What you have to do: For the string "empty", search the entries below and copy every line where it appears.

Provided records:
■ ■ ■ ■ ■
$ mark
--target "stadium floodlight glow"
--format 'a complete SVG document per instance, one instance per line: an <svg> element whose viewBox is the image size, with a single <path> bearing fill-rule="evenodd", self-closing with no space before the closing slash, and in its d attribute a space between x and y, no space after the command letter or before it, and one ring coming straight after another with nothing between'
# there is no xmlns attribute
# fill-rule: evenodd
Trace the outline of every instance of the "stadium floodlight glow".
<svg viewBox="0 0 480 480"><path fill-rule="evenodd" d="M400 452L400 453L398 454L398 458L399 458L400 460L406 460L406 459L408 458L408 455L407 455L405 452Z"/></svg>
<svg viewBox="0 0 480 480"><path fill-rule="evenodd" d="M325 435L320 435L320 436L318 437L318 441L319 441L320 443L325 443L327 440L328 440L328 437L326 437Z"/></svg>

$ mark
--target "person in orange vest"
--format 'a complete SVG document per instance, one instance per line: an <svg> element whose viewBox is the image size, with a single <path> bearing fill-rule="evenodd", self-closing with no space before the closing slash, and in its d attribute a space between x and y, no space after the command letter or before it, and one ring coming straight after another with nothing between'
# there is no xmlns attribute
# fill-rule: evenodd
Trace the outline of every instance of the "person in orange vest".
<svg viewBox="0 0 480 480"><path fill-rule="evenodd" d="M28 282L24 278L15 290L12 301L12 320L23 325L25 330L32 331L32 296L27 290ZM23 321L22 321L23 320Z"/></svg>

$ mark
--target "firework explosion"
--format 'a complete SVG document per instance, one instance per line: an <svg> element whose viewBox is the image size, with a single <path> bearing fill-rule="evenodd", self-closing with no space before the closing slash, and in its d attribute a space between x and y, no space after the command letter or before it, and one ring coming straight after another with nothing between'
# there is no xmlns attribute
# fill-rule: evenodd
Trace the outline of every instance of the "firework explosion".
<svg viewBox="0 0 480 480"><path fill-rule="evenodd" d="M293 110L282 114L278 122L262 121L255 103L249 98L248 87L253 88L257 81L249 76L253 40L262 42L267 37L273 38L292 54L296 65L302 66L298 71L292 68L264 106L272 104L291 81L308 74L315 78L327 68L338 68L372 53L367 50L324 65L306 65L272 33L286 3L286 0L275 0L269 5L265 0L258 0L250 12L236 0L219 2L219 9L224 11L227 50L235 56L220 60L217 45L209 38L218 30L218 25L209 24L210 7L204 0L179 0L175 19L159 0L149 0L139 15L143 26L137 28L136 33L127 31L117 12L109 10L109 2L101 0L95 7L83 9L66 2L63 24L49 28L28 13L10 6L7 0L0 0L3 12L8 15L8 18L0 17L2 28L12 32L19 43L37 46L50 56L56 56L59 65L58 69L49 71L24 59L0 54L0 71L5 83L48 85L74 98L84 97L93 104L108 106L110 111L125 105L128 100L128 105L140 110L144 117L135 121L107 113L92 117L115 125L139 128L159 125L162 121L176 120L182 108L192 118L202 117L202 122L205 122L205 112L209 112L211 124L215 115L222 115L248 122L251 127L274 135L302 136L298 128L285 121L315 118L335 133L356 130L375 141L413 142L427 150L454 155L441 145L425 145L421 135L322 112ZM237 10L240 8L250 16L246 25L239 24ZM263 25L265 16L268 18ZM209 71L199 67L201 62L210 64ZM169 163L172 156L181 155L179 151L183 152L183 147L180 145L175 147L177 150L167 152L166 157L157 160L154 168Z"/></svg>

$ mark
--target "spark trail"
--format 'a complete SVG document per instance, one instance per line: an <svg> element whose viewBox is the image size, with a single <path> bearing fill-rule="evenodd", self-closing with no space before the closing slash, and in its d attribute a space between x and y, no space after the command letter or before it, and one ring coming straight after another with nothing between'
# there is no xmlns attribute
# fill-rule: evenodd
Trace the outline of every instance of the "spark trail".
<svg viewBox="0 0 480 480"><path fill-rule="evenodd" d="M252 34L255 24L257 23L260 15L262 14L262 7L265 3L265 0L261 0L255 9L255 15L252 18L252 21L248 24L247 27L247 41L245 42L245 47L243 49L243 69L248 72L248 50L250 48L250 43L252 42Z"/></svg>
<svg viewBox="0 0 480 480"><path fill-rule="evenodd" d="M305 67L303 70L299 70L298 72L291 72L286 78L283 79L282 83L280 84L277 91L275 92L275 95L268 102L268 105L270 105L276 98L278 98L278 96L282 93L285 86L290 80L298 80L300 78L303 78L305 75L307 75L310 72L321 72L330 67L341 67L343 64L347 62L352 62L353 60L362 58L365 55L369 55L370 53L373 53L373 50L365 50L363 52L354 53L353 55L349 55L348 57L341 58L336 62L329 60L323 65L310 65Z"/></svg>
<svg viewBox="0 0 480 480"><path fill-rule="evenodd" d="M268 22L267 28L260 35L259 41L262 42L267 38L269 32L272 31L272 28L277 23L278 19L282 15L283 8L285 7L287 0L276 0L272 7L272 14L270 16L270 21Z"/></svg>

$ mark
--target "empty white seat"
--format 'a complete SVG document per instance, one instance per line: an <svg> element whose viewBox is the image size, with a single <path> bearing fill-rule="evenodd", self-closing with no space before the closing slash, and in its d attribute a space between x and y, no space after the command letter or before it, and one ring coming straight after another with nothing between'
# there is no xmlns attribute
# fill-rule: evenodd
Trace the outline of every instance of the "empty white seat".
■ ■ ■ ■ ■
Problem solution:
--target "empty white seat"
Trace the outline of every instance of the "empty white seat".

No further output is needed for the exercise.